● Exercise details:
Everything in the records must appear again exactly, except the images.

● Task inputs:
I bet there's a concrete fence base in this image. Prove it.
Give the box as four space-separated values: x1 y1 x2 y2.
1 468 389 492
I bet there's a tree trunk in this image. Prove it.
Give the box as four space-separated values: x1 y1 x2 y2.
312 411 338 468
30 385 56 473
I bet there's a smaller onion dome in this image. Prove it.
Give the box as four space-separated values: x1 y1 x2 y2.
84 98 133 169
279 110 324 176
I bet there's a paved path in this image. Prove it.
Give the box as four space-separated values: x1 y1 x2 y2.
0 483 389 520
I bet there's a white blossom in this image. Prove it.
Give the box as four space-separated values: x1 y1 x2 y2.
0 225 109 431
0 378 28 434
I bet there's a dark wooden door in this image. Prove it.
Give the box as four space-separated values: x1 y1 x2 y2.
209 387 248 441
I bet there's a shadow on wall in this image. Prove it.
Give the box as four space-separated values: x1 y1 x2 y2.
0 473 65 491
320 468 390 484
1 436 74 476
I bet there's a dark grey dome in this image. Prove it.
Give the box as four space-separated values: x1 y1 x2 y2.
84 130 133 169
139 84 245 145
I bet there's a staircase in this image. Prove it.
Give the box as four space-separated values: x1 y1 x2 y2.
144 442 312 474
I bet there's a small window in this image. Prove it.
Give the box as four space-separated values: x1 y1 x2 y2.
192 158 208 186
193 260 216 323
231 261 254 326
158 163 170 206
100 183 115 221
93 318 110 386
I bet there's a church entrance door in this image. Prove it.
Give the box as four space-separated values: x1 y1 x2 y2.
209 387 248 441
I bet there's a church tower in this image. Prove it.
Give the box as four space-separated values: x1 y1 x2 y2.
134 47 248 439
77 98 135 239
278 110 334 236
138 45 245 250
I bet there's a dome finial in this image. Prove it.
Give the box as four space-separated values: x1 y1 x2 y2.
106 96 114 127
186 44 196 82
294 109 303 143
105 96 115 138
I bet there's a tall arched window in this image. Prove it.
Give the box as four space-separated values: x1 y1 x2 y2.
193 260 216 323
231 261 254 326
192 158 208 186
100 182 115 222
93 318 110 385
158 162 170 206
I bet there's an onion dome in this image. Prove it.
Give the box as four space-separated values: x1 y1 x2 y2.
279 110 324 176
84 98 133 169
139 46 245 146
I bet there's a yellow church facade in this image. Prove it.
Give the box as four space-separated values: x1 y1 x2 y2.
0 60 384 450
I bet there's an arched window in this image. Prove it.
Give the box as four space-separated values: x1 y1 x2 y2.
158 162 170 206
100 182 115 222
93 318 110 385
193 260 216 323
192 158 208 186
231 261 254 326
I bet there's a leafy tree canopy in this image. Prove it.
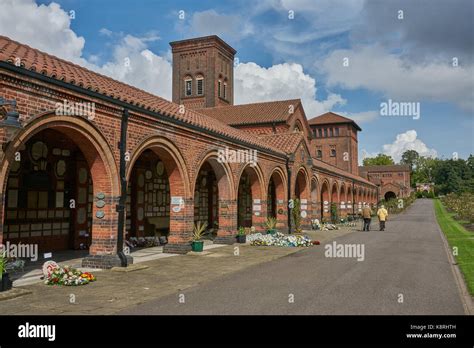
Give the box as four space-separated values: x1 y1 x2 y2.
362 154 395 166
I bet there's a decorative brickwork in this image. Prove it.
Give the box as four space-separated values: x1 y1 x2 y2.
0 35 379 268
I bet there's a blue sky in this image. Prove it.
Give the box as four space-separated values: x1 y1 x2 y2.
3 0 474 162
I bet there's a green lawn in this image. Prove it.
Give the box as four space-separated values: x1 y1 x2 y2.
434 199 474 296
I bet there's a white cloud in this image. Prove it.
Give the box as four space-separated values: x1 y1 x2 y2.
322 45 474 112
382 130 437 163
265 0 365 44
182 9 253 40
0 0 173 101
0 0 86 64
100 35 172 100
362 130 437 164
360 130 437 164
234 61 346 116
99 28 113 37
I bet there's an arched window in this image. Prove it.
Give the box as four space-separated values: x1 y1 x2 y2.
184 76 192 96
293 120 303 133
218 80 222 97
223 82 227 99
317 150 322 158
330 149 336 157
196 75 204 96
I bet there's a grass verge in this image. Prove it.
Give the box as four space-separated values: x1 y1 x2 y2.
434 199 474 296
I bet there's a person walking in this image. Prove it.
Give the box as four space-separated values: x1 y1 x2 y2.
377 204 388 231
362 204 372 231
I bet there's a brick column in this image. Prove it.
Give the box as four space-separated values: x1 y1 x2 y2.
214 199 237 244
163 197 194 253
276 199 288 232
82 194 133 268
253 197 265 232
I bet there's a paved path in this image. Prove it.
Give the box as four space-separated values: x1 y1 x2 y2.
120 200 465 314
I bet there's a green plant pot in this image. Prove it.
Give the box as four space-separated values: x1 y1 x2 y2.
191 240 204 252
236 235 246 243
0 273 13 292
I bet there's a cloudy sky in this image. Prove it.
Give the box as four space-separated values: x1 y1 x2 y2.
0 0 473 162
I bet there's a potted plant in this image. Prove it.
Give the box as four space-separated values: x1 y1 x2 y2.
291 198 303 233
191 221 207 252
265 217 277 235
236 226 246 243
0 251 13 292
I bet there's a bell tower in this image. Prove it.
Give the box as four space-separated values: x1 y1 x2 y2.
170 35 236 109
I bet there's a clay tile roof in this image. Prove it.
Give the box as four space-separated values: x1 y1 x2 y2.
0 35 286 155
359 165 411 172
308 112 361 131
259 132 305 154
198 99 301 126
314 159 375 186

● Task result:
I bet there's a concrete fence base in this image. Prove it.
Give the box as four space-separated values: x1 y1 x2 y2.
1 468 389 492
I bet there's a tree trunk in this image. Prove it.
Give the box as four space-separated values: x1 y1 x2 y2.
312 411 338 468
30 385 56 473
I bet there's a smaller onion dome in this image. Prove it.
Give the box as four space-separated values: x1 y1 x2 y2.
84 98 133 169
279 110 324 176
I bet there's a paved path in this image. Prove it.
Give the box as four space-separated values: x1 y1 x2 y2.
0 483 389 520
I bet there's a white blossom in this image. Prove it.
Give the box as four space-separated values: x1 y1 x2 y2.
0 225 109 431
0 378 28 434
I bet there's a dark wooden door in this image. Prove it.
Give the box as four space-separated values: x1 y1 x2 y2.
209 387 248 441
I bet there's a shadow on wall in this image. Prove it.
Give the box as four space-separated values: x1 y1 x2 y2.
0 473 65 491
320 468 390 484
1 436 74 476
I bet there's a dark grey dome in this image. Prove it.
Give the box as four space-separated values: x1 y1 x2 y2.
84 130 133 169
139 84 245 145
I bet there's a staircase in this image. Prove it.
Give the box as four space-separated values: x1 y1 x2 y2.
144 442 312 474
I bet there's a small window in this image. Prove it.
Give the box as four space-separated values: x1 y1 x2 y2.
192 158 208 186
193 260 216 323
231 261 254 326
158 163 170 206
100 183 115 221
93 318 110 386
I bet there's a church entrance door in this image. Prove it.
Give the box as four space-separated values: x1 y1 x2 y2.
209 387 248 441
I bet there's a church tower in this image. Prove it.
Give the box as four space-separated values: x1 y1 x2 y2.
134 47 248 439
77 98 135 239
278 110 334 236
138 45 245 250
I bet there's a dome finial in this image. Prove it.
Give the box as four space-separated values: x1 y1 x2 y2.
106 96 114 127
186 44 196 82
294 109 303 143
105 96 115 138
I bet there's a tall arched window in this image. Prove it.
Give the box as four space-separated values: x1 y1 x2 y2.
193 260 216 323
231 261 254 326
192 158 208 186
100 182 115 222
93 318 110 385
158 162 170 206
I bet there's an onion dome in this image. Prove it.
Give the box as four space-separated values: x1 y1 x2 y2.
279 110 324 176
84 98 133 169
139 46 245 146
I bet there's a yellow church facade in this image. Prove it.
Give the box as four space-separated values: x1 y1 x2 y2.
0 60 384 450
I bet there's an arched window in this image. Prove it.
Give the box as four space-separated values: x1 y1 x2 y2.
158 162 170 206
100 182 115 222
93 318 110 385
193 260 216 323
192 158 208 186
231 261 254 326
I bet there's a leafy tree canopy in this image. Prove it.
Give the box as four space-separated values: x1 y1 x2 y2.
362 154 395 166
I bet there's a decorative brickwork in this image. Prove it.
Give the box as four space-separated values: x1 y1 x2 y2.
0 35 379 268
I bet there's a blue sky in this image. Prove it.
Give the box as four space-separated values: x1 y1 x2 y2.
3 0 474 162
I bet there's a green lawn in this image. Prove it.
Give the box as four space-separated values: x1 y1 x2 y2.
434 199 474 296
I bet there's a white cloud in this image. Prove it.
Give the box as four space-separated values: x1 y1 x2 y2.
322 45 474 112
382 130 437 163
265 0 365 44
182 9 253 40
0 0 173 101
0 0 86 64
100 35 172 100
362 130 437 164
360 130 437 164
234 61 346 116
99 28 113 37
I bet there's an arched window in this image. Prove it.
Give the box as four space-separated values: x1 y1 x2 y2.
184 76 192 96
293 120 303 133
218 80 222 97
223 82 227 99
317 150 322 158
330 149 336 157
196 75 204 96
I bet there's a grass verge in this image. Prove it.
Give the box as four space-separated values: x1 y1 x2 y2.
434 199 474 296
I bet there's a person walking in this image. Prove it.
Give the box as four space-separated values: x1 y1 x2 y2.
377 204 388 231
362 204 372 231
I bet there's a brick column in this image. Prove it.
Give the box as four space-separated values: x1 y1 x2 y2.
214 199 237 244
163 197 194 253
276 199 288 232
82 194 133 268
253 197 265 232
I bet there's a paved path in this image. Prove it.
Give the box as four space-separated values: x1 y1 x2 y2.
120 200 465 314
I bet there's a green plant pot in this image. Prove it.
Give the box as four space-separated values: x1 y1 x2 y2.
191 240 204 252
236 235 246 243
0 273 13 292
I bet there's a cloudy sky in this image. Prove it.
Give the box as four space-separated values: x1 y1 x2 y2.
0 0 473 162
I bet there's a potted plant in this image. Prove it.
Give the box as four space-separated values: x1 y1 x2 y2.
291 198 303 233
191 221 207 252
265 217 277 235
236 226 246 243
0 251 13 292
I bet there's a bell tower in this image. Prove it.
Give the box as four space-separated values: x1 y1 x2 y2.
170 35 236 109
I bet there's a clay tile roof in this image. Prove it.
Give the box as four space-separated values: x1 y1 x2 y2.
0 35 286 155
359 165 411 172
308 112 361 131
259 132 305 154
198 99 301 126
314 159 375 186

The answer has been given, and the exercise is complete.